Start of Material provided

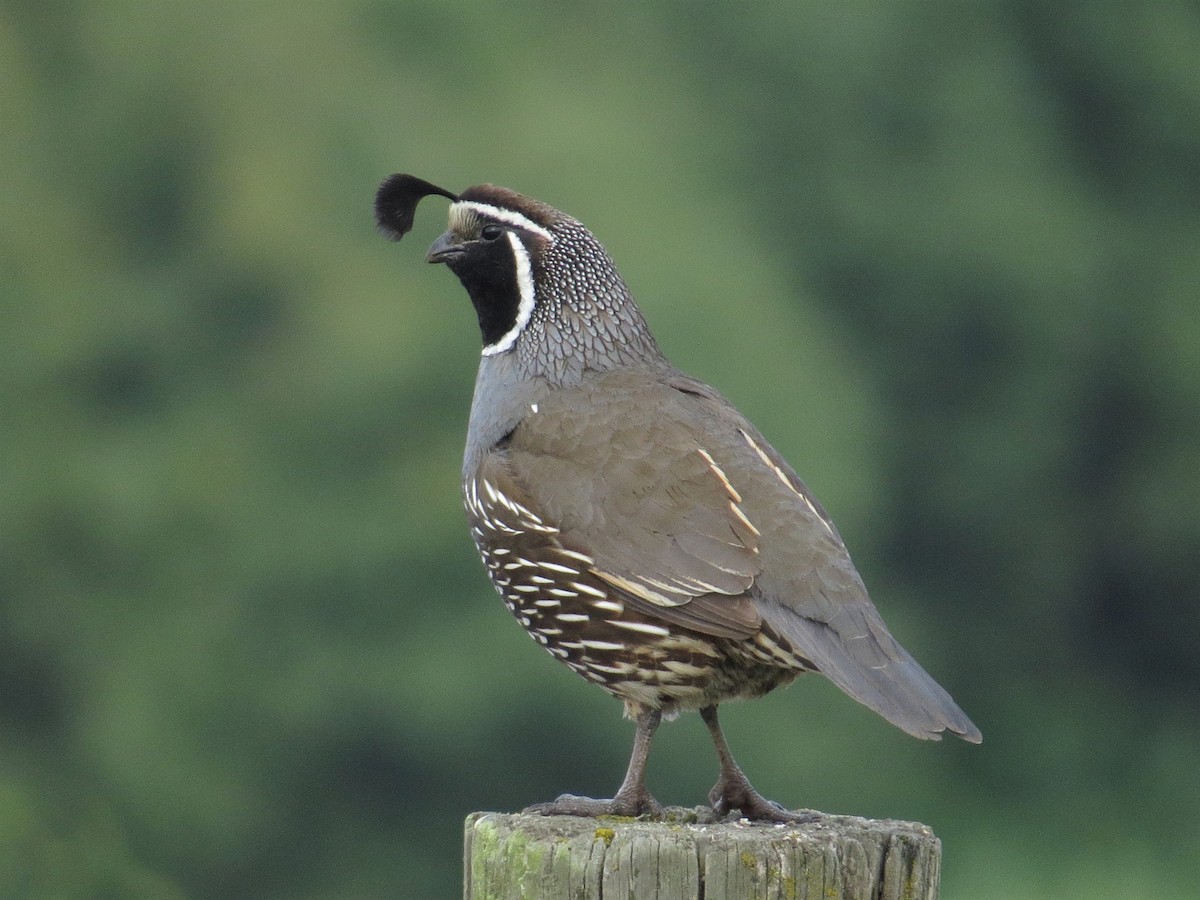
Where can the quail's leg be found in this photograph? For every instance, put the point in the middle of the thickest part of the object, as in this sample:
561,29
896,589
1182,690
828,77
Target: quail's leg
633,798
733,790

End of Material provided
Start of Material provided

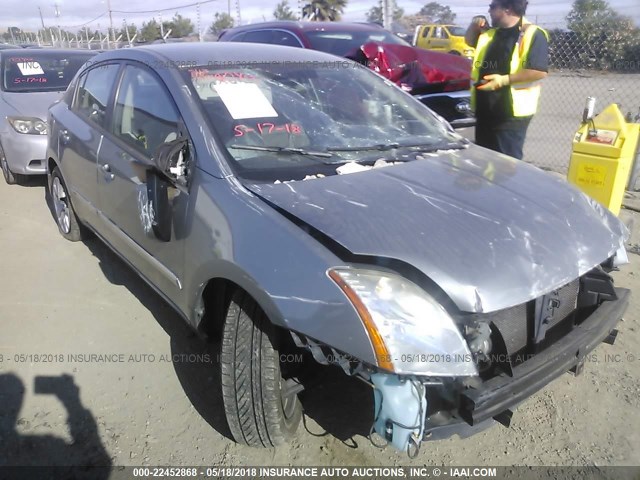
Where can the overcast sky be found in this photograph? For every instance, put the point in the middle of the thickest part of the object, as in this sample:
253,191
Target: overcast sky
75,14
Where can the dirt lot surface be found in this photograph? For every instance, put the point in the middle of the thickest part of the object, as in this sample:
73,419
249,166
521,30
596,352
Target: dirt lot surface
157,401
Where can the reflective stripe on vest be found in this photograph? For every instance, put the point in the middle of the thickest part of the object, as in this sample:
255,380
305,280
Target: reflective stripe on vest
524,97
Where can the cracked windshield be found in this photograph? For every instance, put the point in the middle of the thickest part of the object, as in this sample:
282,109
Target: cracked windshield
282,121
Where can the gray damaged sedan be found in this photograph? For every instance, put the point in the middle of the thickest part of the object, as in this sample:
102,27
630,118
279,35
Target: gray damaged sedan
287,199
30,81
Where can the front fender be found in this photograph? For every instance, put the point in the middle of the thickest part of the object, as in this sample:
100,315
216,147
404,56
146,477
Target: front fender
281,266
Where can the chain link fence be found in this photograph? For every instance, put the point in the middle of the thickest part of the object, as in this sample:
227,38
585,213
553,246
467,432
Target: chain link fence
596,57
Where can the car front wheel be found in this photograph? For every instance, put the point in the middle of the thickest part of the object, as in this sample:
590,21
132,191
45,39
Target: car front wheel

End of Material provided
Start of Material provided

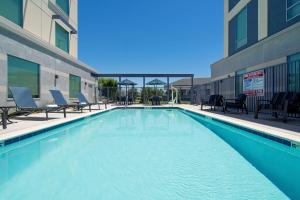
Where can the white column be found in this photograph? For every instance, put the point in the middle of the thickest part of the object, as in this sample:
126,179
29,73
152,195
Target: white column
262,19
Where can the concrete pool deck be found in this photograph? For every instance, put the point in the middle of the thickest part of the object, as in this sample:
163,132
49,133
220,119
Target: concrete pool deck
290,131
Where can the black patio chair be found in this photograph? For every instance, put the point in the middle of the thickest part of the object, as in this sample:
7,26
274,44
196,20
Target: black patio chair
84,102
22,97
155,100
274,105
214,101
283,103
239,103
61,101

End of Material provided

§ Aim of the task
The answer must consist of each line from the data that includes the string "wheel".

§ Worked solution
Where can the car front wheel be found in this photograph? For every instance, put the point in the middle of the thickest part of the object, as in this sample:
Target: car front wheel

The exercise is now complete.